Would you write out all the records again, exactly?

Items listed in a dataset
=-=-=-=-=
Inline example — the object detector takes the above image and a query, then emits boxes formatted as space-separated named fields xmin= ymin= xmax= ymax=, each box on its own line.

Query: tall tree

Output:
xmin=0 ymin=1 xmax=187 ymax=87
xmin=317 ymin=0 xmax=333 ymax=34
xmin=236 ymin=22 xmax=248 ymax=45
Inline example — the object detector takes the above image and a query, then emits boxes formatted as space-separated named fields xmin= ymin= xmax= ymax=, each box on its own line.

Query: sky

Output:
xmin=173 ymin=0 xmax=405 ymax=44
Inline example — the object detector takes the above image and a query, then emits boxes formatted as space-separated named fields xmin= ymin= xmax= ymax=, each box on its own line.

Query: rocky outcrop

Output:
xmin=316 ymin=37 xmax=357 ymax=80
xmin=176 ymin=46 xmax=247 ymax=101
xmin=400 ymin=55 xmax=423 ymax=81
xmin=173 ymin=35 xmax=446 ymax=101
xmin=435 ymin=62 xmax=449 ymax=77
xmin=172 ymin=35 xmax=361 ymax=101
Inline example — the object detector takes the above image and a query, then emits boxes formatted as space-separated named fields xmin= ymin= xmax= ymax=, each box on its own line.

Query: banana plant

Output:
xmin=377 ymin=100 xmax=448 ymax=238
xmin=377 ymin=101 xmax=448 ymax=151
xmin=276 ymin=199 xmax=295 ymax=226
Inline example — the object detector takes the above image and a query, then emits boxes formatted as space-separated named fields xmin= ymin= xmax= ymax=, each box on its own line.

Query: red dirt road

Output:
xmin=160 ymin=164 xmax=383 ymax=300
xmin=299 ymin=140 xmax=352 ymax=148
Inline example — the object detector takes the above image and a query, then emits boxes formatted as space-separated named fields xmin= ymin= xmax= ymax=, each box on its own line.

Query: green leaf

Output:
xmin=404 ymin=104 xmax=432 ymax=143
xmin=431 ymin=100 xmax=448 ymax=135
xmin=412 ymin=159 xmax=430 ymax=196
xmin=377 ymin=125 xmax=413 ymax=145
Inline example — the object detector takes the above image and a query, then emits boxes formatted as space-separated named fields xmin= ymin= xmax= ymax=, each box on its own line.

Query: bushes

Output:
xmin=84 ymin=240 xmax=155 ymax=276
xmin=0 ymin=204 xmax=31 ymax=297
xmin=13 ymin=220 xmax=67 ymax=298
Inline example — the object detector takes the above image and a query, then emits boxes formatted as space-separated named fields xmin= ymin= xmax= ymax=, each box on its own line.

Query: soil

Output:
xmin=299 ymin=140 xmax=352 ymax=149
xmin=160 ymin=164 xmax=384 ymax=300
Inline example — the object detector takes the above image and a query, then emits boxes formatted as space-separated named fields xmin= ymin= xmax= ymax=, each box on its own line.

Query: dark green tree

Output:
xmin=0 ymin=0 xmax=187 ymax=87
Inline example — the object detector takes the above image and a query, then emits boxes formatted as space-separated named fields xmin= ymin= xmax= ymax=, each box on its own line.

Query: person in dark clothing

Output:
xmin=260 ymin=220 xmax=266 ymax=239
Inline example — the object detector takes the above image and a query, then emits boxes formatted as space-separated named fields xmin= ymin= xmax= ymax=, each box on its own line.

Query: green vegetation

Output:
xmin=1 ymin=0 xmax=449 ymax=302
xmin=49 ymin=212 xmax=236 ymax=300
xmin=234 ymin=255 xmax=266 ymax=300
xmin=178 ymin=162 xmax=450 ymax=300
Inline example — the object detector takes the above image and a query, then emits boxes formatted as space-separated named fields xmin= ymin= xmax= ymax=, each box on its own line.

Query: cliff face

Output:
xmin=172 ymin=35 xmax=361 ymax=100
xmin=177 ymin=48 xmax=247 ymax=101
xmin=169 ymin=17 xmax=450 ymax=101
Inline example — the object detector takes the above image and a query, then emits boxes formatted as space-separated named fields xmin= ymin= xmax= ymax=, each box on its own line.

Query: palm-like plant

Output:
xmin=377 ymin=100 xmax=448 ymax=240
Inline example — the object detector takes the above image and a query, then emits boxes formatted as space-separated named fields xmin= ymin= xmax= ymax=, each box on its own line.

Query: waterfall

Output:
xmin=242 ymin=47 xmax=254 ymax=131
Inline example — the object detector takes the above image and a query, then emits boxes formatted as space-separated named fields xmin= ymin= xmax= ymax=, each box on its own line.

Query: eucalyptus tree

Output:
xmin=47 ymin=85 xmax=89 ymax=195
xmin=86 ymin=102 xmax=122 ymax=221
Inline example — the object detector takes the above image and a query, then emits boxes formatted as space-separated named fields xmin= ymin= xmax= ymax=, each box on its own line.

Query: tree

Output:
=-=-=-=-=
* [Reply to the exercise]:
Inline example — the object detector takes the above image and a query, then emits boxes formatted as space-separated named fields xmin= ymin= xmax= ymax=, each box on its own line.

Query: tall tree

Output:
xmin=0 ymin=1 xmax=187 ymax=87
xmin=317 ymin=0 xmax=333 ymax=34
xmin=236 ymin=22 xmax=248 ymax=45
Inline example — the object detector takes the above image and a query, then emits boxes formatted as space-separated named fields xmin= ymin= xmax= ymax=, each box on its own line.

Query: sky

Output:
xmin=173 ymin=0 xmax=405 ymax=44
Inline example — the object detector takes the above image and a query, then emits boxes formatted as space-separated named fields xmin= ymin= xmax= ymax=, each box on its own line.

Query: rocky outcrop

Output:
xmin=316 ymin=37 xmax=357 ymax=80
xmin=176 ymin=46 xmax=247 ymax=101
xmin=400 ymin=55 xmax=423 ymax=81
xmin=173 ymin=35 xmax=446 ymax=101
xmin=435 ymin=62 xmax=449 ymax=77
xmin=172 ymin=35 xmax=361 ymax=101
Inline example — the object detector takes the above image and a query, then emits boxes formatted as space-separated named fields xmin= ymin= xmax= ymax=, each box on its own line.

Query: banana plant

Output:
xmin=377 ymin=100 xmax=448 ymax=238
xmin=377 ymin=101 xmax=448 ymax=151
xmin=276 ymin=199 xmax=295 ymax=226
Inline example — the object detector takes the above image and a query, then emits boxes formatted as space-separated named fields xmin= ymin= xmax= ymax=, each box on its own line.

Query: red dirt road

Output:
xmin=160 ymin=164 xmax=383 ymax=300
xmin=299 ymin=140 xmax=352 ymax=148
Inline example — the object detector takes the above image and a query, then emits boxes formatted as space-separated named fields xmin= ymin= xmax= ymax=, each box on its own line.

Query: green leaf

Output:
xmin=404 ymin=104 xmax=432 ymax=143
xmin=431 ymin=100 xmax=448 ymax=135
xmin=412 ymin=159 xmax=430 ymax=196
xmin=377 ymin=125 xmax=413 ymax=145
Inline example — the object detector takes the above image and a query, then emits boxes formatted as space-separated named fields xmin= ymin= xmax= ymax=, each box on its own line.

Query: bushes

Output:
xmin=84 ymin=240 xmax=155 ymax=276
xmin=0 ymin=204 xmax=31 ymax=297
xmin=13 ymin=220 xmax=67 ymax=298
Inline example — the object detector takes the above image and a query, then emits boxes formatted as space-separated named fields xmin= ymin= xmax= ymax=, each box on its own line.

Query: soil

Output:
xmin=299 ymin=140 xmax=352 ymax=149
xmin=160 ymin=164 xmax=384 ymax=300
Inline example — the object detector takes the above image and a query, then emits boxes formatted as space-separated named fields xmin= ymin= xmax= ymax=, each box on its own line.

Query: dark green tree

Output:
xmin=0 ymin=0 xmax=187 ymax=87
Inline example — the object detector takes the above image and a query, then emits boxes formatted as space-separated named fields xmin= ymin= xmax= ymax=, each box on its own line.

Query: person in dark clothing

Output:
xmin=260 ymin=220 xmax=266 ymax=239
Inline example — the object detector takes the above image and a query, then emits boxes formatted as space-separated named fields xmin= ymin= xmax= ymax=, each box on its own line.

Query: green vegetation

Output:
xmin=1 ymin=0 xmax=449 ymax=302
xmin=49 ymin=212 xmax=236 ymax=300
xmin=234 ymin=255 xmax=266 ymax=300
xmin=178 ymin=162 xmax=450 ymax=300
Inline example — the object detector takes the above image and a query, then emits boxes formatted as space-separated named fields xmin= ymin= xmax= ymax=, each box on its own line.

Query: cliff face

Output:
xmin=172 ymin=35 xmax=361 ymax=100
xmin=177 ymin=48 xmax=247 ymax=101
xmin=169 ymin=17 xmax=450 ymax=101
Inline example — the object detector takes the above image and a query, then emits boxes formatted as space-separated named fields xmin= ymin= xmax= ymax=, each box on its own line.

Query: palm-like plant

Output:
xmin=377 ymin=100 xmax=448 ymax=240
Inline example — the object detector takes the above image and a query, then emits boxes formatted as space-separated named fields xmin= ymin= xmax= ymax=, each box on its own line.

Query: waterfall

Output:
xmin=242 ymin=47 xmax=254 ymax=131
Inline example — the object detector takes the above image and a query, then emits boxes formatted as space-separated named fields xmin= ymin= xmax= ymax=, each box on its own line.

Query: eucalyptus tree

Output:
xmin=47 ymin=85 xmax=89 ymax=195
xmin=86 ymin=102 xmax=122 ymax=221
Inline example — the object detector takes the above image and a query, then emits boxes formatted as space-separated named fields xmin= ymin= xmax= ymax=, each box on its own line.

Query: tree

Output:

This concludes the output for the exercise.